- [Exercise requirements]: Once you reach the line containing "of the rhinoceros" in the entries below, write out that line and each one after it down to the line containing "the rhino's neck", exactly and with nothing added.

- [Source data]:
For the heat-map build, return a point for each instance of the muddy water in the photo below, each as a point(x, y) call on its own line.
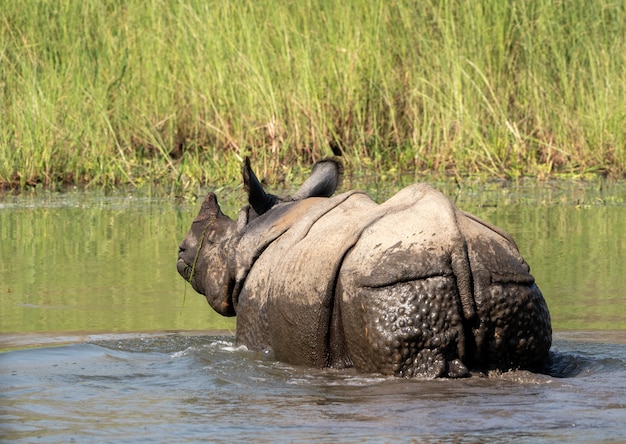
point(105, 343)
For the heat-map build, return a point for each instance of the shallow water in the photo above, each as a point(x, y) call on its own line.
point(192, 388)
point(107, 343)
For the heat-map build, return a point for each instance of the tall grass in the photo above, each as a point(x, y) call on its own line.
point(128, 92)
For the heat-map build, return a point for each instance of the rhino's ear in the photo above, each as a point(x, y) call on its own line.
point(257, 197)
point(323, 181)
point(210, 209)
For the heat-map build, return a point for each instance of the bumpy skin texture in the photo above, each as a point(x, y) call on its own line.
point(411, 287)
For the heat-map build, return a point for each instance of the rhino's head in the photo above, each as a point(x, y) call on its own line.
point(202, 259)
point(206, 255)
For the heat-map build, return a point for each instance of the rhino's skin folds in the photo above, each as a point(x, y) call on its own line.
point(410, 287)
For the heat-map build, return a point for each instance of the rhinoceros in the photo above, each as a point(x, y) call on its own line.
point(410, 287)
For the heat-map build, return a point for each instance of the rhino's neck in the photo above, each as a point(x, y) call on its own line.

* * *

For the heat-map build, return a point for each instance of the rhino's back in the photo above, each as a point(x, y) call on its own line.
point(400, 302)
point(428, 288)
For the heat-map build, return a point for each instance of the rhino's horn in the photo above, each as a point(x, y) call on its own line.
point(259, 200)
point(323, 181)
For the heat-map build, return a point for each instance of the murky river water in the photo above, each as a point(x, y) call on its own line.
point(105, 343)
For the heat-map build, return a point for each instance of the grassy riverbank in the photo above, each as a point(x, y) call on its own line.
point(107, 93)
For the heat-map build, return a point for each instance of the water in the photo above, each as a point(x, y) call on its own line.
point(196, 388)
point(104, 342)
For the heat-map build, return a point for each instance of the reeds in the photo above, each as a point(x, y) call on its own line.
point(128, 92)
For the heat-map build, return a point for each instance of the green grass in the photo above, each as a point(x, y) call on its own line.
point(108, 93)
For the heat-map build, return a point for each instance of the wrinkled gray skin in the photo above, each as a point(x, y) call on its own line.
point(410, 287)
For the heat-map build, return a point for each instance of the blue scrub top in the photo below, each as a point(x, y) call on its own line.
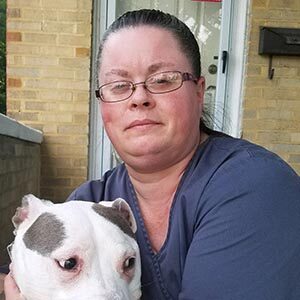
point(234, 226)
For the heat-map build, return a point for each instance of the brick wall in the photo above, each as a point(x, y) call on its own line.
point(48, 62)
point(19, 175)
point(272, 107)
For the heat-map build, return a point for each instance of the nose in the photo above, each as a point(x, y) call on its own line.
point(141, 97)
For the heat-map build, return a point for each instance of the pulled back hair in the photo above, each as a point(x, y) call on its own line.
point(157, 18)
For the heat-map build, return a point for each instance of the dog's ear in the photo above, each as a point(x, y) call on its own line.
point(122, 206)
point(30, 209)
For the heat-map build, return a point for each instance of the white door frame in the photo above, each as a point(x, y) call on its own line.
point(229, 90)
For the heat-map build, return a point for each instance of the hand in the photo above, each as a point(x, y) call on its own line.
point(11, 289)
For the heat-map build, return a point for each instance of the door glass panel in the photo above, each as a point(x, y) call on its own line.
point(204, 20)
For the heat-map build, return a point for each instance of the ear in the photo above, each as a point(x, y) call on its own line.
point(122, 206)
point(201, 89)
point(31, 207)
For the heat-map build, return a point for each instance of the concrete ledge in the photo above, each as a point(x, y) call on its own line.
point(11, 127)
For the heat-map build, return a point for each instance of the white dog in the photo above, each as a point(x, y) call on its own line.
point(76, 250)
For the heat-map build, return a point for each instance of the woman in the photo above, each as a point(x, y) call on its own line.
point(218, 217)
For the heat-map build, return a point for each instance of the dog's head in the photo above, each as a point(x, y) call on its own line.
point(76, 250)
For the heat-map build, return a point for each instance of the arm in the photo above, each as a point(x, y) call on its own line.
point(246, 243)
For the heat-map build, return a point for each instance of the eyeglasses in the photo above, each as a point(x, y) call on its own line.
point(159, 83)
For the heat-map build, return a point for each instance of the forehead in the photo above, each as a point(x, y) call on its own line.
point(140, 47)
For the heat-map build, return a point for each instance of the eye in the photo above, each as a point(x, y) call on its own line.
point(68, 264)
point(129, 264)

- [Solution to this task]:
For the heat-map build, return a point for each instance of the rhinoceros in the photo above, each as a point(x, y) call on its own line.
point(410, 287)
For the heat-map build, return a point for each instance of the rhino's neck in the photo above, each as a point(x, y) call on its own line.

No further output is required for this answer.